- Born: Alvilde Bridges 13 August 1909 London, England
- Died: 18 March 1994 (aged 84) Badminton, England
- Spouses: ; Anthony Chaplin, 3rd Viscount Chaplin ​ ​(m. 1933; div. 1950)​ ; James Lees-Milne ​(m. 1951)​
- Children: Oenone Clarissa Chaplin
- Parent(s): Tom Molesworth Bridges Janet Florence Menzies

= Alvilde Lees-Milne =

British gardening and landscape expert (1909–1994)

Alvilde Lees-Milne (née Bridges; 13 August 1909 – 18 March 1994) was a British expert in gardening and landscape design.

==Early life==
Alvilde was born on 13 August 1909 in London. She was the only child of the Lt.-Gen. Sir (George) Tom Molesworth Bridges, the Governor of South Australia from 1922 to 1927, by his wife Janet Florence Menzies, and was the great-niece of Robert Bridges, the one-time Poet Laureate.

==Personal life==
On 9 January 1933, Alvilde married Hon. Anthony Freskin Charles Hamby Chaplin, who would in 1949 become the 3rd Viscount Chaplin. They had one daughter, Oenone Clarissa Chaplin (1934–2021), who married Michael Charles Deane Luke (1925–2005), son of Sir Harry Charles Luke KCMG, of Hollingbourne Manor, in 1958.

While married to Lord Chaplin, she met James Lees-Milne, who became her second husband, during World War II while she was engaged in an affair with the arts patron Princess Winnaretta de Polignac. By 1949 they were in love, but from the outset the relationship was not without complications. At one point the Chaplins, Lees-Milne, and Anthony Chaplin's girlfriend Hon. Rosemary Lyttelton all lived in the same house. Lord and Lady Chaplin divorced in 1950, whereupon the viscount married Rosemary Lyttleton (by whom he later had two daughters).

She and Lees-Milne were candid with each other about their true sexual nature, and they did not generally hide their affairs from one another. During the 1930s James Lees-Milne had been the lover of Harold Nicolson, husband of the writer Vita Sackville-West who was herself noted for her high-profile lesbian affairs. Both Harold and Vita acted as witnesses at the Lees-Milnes' wedding (also present was James' former lover the composer Lennox Berkeley and Berkeley's wife Freda). Vita Sackville-West's former lover Violet Trefusis had been the long-term lover of Princess de Polignac, and in turn in the 1950s Sackville-West became involved in a love affair with Alvilde Lees-Milne (who tried to conceal the fact from her husband).

———

What the task asks
List every complete date, with day, month, and year, that the biography of Alvilde Lees-Milne gives. Rely only on the text above to answer.

Supplied material
———

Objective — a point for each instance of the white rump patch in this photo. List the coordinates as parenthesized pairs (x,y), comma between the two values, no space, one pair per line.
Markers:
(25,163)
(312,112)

———

Expected output
- 13 August 1909
- 18 March 1994
- 9 January 1933